WORK TASK: Exactly the line that contains "of the rippled" and the lines following it to the end of the data are to be reproduced, and nothing more.

INPUT DATA:

● ● ● ● ●

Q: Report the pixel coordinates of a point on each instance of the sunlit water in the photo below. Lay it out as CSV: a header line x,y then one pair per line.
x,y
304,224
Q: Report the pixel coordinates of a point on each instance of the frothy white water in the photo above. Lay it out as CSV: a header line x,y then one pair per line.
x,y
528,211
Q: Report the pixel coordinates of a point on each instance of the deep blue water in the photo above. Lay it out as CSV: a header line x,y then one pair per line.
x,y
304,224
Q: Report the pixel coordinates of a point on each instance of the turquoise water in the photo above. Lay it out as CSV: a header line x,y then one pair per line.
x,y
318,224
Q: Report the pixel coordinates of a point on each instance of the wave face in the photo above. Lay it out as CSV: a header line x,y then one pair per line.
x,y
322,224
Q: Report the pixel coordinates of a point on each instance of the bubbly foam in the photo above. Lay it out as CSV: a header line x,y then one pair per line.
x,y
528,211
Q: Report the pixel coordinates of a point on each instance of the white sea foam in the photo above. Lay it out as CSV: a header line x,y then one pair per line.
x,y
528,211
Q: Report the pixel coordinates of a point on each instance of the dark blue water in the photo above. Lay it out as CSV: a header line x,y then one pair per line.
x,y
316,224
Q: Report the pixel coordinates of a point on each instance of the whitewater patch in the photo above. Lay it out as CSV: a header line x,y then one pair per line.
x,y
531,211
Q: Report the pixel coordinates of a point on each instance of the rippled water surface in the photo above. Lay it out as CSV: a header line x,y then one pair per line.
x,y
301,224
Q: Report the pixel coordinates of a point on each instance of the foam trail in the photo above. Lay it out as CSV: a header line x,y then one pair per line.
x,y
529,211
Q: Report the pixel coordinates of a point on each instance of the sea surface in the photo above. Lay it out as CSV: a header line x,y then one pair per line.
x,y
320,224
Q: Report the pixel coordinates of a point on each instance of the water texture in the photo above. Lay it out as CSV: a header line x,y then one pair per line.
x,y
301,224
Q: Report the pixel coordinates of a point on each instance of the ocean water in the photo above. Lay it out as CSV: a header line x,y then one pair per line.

● ● ● ● ●

REPLY TO THE TASK:
Q: Report the pixel coordinates of a point on each instance of the rippled water surface in the photo above. Lay it out as CSV: a header line x,y then one pair per line.
x,y
301,224
Q: Report the pixel coordinates of a point on each instance of the foam trail in the photo above. Lay it out as CSV: a header line x,y then one pair per line.
x,y
529,211
Q: Report the pixel coordinates of a point on each instance of the sea surface in the photo above. Lay it out as CSV: a header line x,y then one pair per line.
x,y
320,224
Q: Report the pixel coordinates of a point on each instance of the water texture in the photo above. Lay it out as CSV: a header line x,y then one pair per line.
x,y
301,224
Q: Report the pixel coordinates of a point on each instance of the ocean water in the photo above. Lay it out as CSV: a header line x,y then one pair per line.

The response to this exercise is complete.